**Exercise prompt**
Nothing but a number should be written: the count of lines below that contain "conical".

**Dataset entries**
........

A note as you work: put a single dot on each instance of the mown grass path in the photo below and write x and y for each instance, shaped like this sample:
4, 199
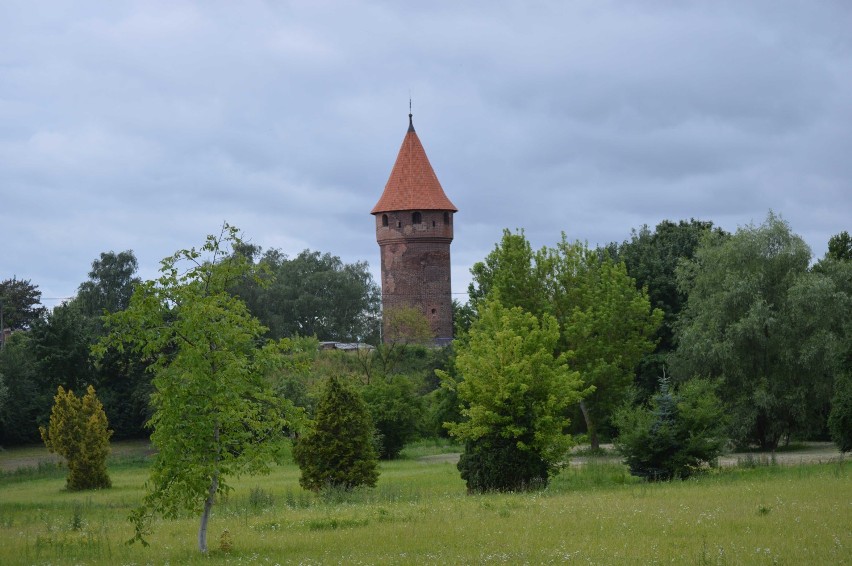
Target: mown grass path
420, 514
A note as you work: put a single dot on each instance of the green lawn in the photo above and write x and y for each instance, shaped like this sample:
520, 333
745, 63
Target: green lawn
419, 514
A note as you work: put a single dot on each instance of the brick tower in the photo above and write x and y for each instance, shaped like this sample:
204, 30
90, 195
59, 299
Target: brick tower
414, 228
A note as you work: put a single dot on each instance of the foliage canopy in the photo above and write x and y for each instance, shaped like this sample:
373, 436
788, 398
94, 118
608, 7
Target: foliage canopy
215, 414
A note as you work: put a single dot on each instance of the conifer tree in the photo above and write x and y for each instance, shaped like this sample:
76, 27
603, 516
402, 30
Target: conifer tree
338, 452
79, 432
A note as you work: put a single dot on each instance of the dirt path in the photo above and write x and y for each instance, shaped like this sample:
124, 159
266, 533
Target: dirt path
33, 457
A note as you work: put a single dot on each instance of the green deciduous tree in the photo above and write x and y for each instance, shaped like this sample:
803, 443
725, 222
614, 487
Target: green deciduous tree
760, 321
28, 403
396, 411
313, 294
514, 393
215, 414
78, 432
20, 303
651, 257
338, 452
840, 247
110, 284
606, 324
678, 432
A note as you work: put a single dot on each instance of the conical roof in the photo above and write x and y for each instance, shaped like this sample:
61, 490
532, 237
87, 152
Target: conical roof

........

**Solution for this exercise**
2